++++ DATA FOR THIS TASK
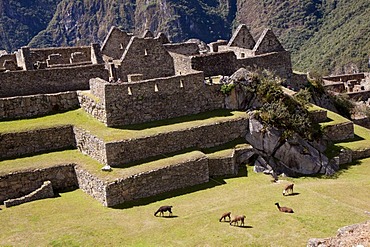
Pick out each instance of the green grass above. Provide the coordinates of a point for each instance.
(76, 219)
(81, 119)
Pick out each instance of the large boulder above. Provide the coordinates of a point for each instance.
(293, 156)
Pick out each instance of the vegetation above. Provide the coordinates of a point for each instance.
(327, 36)
(21, 20)
(76, 219)
(79, 118)
(289, 113)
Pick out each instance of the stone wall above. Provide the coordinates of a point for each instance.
(239, 52)
(18, 184)
(91, 185)
(188, 49)
(364, 122)
(45, 191)
(36, 141)
(145, 56)
(154, 182)
(37, 105)
(92, 105)
(156, 99)
(10, 57)
(318, 116)
(182, 64)
(277, 62)
(339, 132)
(115, 43)
(17, 83)
(359, 96)
(221, 63)
(91, 145)
(226, 63)
(122, 152)
(346, 77)
(42, 54)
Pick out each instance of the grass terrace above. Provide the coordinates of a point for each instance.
(75, 219)
(81, 119)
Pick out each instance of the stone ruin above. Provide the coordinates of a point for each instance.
(129, 80)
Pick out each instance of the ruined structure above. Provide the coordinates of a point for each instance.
(130, 80)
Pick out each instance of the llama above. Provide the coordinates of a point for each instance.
(288, 188)
(163, 209)
(224, 215)
(237, 219)
(284, 209)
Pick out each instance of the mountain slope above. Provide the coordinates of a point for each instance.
(83, 22)
(328, 36)
(20, 20)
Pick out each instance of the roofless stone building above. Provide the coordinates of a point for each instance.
(128, 81)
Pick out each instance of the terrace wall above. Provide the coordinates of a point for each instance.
(345, 77)
(18, 184)
(36, 141)
(37, 105)
(204, 136)
(156, 99)
(339, 132)
(91, 185)
(41, 54)
(91, 145)
(17, 83)
(226, 63)
(223, 166)
(154, 182)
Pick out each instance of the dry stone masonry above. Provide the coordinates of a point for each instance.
(133, 80)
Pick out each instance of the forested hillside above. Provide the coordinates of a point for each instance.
(20, 20)
(328, 36)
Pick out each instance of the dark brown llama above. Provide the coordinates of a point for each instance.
(163, 209)
(224, 215)
(284, 209)
(236, 220)
(288, 188)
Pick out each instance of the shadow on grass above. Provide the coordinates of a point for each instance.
(168, 216)
(342, 169)
(243, 226)
(354, 139)
(293, 194)
(159, 123)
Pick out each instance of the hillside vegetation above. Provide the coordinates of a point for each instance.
(328, 36)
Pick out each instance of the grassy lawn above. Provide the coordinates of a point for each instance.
(75, 219)
(81, 119)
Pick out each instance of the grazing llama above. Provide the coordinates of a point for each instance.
(163, 209)
(237, 219)
(288, 188)
(284, 209)
(224, 215)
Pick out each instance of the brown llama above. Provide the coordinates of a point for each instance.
(163, 209)
(288, 188)
(224, 215)
(236, 220)
(284, 209)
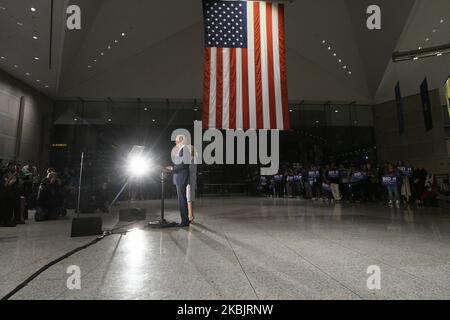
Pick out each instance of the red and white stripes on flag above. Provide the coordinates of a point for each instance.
(246, 88)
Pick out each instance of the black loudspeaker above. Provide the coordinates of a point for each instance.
(132, 214)
(84, 227)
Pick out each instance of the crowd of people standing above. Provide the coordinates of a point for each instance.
(22, 188)
(393, 183)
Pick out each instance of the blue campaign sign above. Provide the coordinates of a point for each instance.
(359, 176)
(278, 177)
(389, 180)
(313, 174)
(333, 174)
(407, 171)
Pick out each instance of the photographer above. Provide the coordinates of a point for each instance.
(50, 200)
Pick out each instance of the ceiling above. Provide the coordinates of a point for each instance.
(148, 49)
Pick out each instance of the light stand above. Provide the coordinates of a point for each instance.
(162, 223)
(79, 185)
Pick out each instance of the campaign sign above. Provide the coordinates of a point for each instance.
(278, 177)
(389, 180)
(359, 176)
(407, 171)
(263, 181)
(313, 174)
(333, 174)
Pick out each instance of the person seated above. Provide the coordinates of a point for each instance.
(49, 200)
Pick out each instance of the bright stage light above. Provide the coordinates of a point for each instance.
(139, 166)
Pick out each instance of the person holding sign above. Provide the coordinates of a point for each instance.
(391, 180)
(406, 171)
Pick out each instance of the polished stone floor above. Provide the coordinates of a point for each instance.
(241, 248)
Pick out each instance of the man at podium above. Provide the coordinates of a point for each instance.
(180, 172)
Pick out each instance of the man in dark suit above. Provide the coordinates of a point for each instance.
(180, 172)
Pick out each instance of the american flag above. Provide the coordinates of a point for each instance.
(245, 82)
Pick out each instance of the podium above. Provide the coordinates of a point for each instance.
(162, 223)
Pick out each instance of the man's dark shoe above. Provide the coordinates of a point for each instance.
(183, 225)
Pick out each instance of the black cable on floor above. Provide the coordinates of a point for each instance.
(67, 255)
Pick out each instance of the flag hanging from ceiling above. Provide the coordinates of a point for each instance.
(245, 81)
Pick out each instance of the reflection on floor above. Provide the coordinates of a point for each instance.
(242, 248)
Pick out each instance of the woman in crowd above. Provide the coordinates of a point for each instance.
(8, 193)
(391, 179)
(372, 182)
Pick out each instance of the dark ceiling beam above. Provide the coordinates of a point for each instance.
(421, 54)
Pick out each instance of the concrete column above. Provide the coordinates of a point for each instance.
(19, 129)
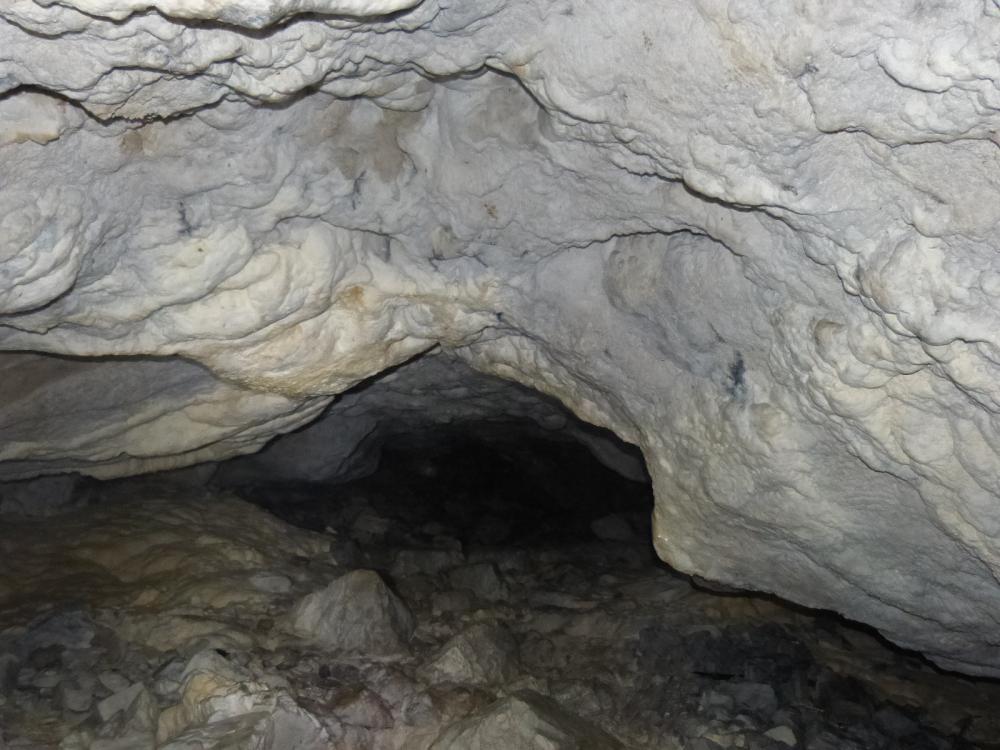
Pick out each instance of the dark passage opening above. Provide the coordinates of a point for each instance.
(482, 484)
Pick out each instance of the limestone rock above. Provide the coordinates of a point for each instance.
(521, 722)
(754, 239)
(482, 579)
(482, 654)
(356, 612)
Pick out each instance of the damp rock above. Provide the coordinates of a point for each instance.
++++++++
The listing above needs to be output again exactly. Don't include the pictures.

Pick out each instance of the green grass above. Provide the coordinates of a point for each instance.
(76, 219)
(81, 119)
Pick out each instance of the large boulder above. Provide the coordinates of a point for each instance.
(293, 156)
Pick out each instance of the vegetation above. Provide the coordinates of a point for each instance.
(327, 36)
(21, 20)
(76, 219)
(79, 118)
(289, 113)
Pick out each instance of the stone wall above. Provide the coordinates of a point for each instance.
(239, 52)
(18, 184)
(91, 185)
(188, 49)
(364, 122)
(45, 191)
(36, 141)
(145, 56)
(154, 182)
(37, 105)
(92, 105)
(156, 99)
(10, 57)
(318, 116)
(182, 64)
(277, 62)
(339, 132)
(115, 43)
(17, 83)
(359, 96)
(221, 63)
(91, 145)
(226, 63)
(122, 152)
(346, 77)
(42, 54)
Pick out each instance of the grass terrace above. Provide the coordinates of a point for each instance.
(75, 219)
(81, 119)
Pick out each instance of the stone ruin above. Provide the coordinates of a point for each instance.
(129, 80)
Pick out each instance of the ruined structure above. Provide the coordinates of a point for each instance.
(130, 80)
Pick out each instance of the llama above. Provide the coordinates of a point for each instance.
(288, 188)
(163, 209)
(224, 215)
(237, 219)
(284, 209)
Pick out each instance of the mountain slope above. Provide the coordinates of a point for each instance.
(83, 22)
(328, 36)
(20, 20)
Pick out each instance of the roofless stone building above. Provide the coordinates of a point for each instance.
(128, 81)
Pick out each instance of the terrace wall above. Provide the coordinates of a point for each instance.
(345, 77)
(18, 184)
(36, 141)
(37, 105)
(204, 136)
(156, 99)
(339, 132)
(91, 185)
(41, 54)
(91, 145)
(17, 83)
(226, 63)
(223, 166)
(154, 182)
Pick out each instance of the dry stone masonry above. Provide the coordinates of a point for each instance.
(133, 80)
Pick out each instance of the forested hillside above. Provide the coordinates of a point for each instance.
(20, 20)
(328, 36)
Pick out each instance of the dark brown llama above. Provide the coordinates of a point for each instance.
(163, 209)
(224, 215)
(284, 209)
(236, 220)
(288, 188)
Pick out each instance of the shadow on grass above. Provide the coordinates of a point for each instance.
(168, 216)
(342, 169)
(243, 226)
(354, 139)
(293, 194)
(159, 123)
Pick out each instance of the hillside vegetation above. Provide the coordinates of a point for each instance.
(328, 36)
Pick out each instance of the grassy lawn above. Provide the coordinates of a point for each instance.
(75, 219)
(81, 119)
Pick out each instance of the grazing llama above. Provide the coordinates of a point for each instance.
(163, 209)
(237, 219)
(288, 188)
(284, 209)
(224, 215)
Pick out each instance of the brown llama above. Provide the coordinates of a point for each instance.
(163, 209)
(288, 188)
(224, 215)
(236, 220)
(284, 209)
Pick out each instance of the red and white stripes on flag above. Provide the coordinates of a point for each instance.
(246, 88)
Pick out each instance of the black loudspeaker above. Provide the coordinates of a point for each instance.
(132, 214)
(84, 227)
Pick out each instance of the crowd of people standing above. Provide the coordinates of a point for each instance.
(22, 188)
(393, 183)
Pick out each instance of the blue campaign sign above. Provide the coordinates of a point for each instance.
(359, 176)
(278, 177)
(389, 180)
(313, 174)
(333, 174)
(407, 171)
Pick out each instance of the photographer above. Provide the coordinates of a point for each instance.
(50, 200)
Pick out each instance of the ceiling above. Provide the coordinates of a point for each instance.
(148, 49)
Pick out each instance of the light stand above. Provide the coordinates of a point for each instance.
(162, 223)
(79, 185)
Pick out each instance of the campaign sign above. Provide the coordinates of a point for each instance.
(278, 177)
(389, 180)
(359, 176)
(407, 171)
(263, 181)
(313, 174)
(333, 174)
Pick out each instance of the person seated above. Provide the coordinates of a point for each instance.
(49, 200)
Pick out each instance of the bright stage light above. Provide the coordinates of a point for each instance.
(139, 166)
Pick out each instance of the person holding sign above. Provide the coordinates of a point for each instance.
(391, 180)
(406, 171)
Pick out each instance of the polished stone floor above. Provide the coordinates of a point for each instance.
(241, 248)
Pick out each instance of the man at podium above. Provide the coordinates of a point for each instance.
(180, 172)
Pick out each instance of the man in dark suit above. Provide the coordinates of a point for each instance.
(180, 172)
Pick out each instance of the american flag above. Provide the coordinates of a point for each instance.
(245, 82)
Pick out each instance of the podium above. Provide the coordinates of a point for each instance.
(162, 223)
Pick out each instance of the man's dark shoe above. Provide the coordinates of a point for each instance.
(183, 225)
Pick out each instance of the black cable on floor above. Provide the coordinates of a point for each instance.
(67, 255)
Pick out each instance of the flag hanging from ceiling above. Provide the coordinates of a point for each instance.
(245, 81)
Pick out each instance of the reflection on floor above. Provide the coordinates of a point for each instance.
(242, 248)
Pick out each instance of the woman in crowd above. Provide the coordinates of a point for each instance.
(8, 193)
(391, 179)
(372, 182)
Pick out each instance of the dark ceiling beam above. Provide the coordinates of a point for each instance.
(421, 54)
Pick out each instance of the concrete column above. Provide the coordinates of a point for each instance.
(19, 129)
Pick out each instance of the dark passage opening above. Provide the coordinates of a point for each instance.
(482, 484)
Pick out each instance of the limestone rock above. Provide the coordinates of a point for each instance.
(521, 722)
(754, 239)
(482, 579)
(482, 654)
(356, 612)
Pick out each instance of the damp rock above. Provide the coordinates of a point for each instance.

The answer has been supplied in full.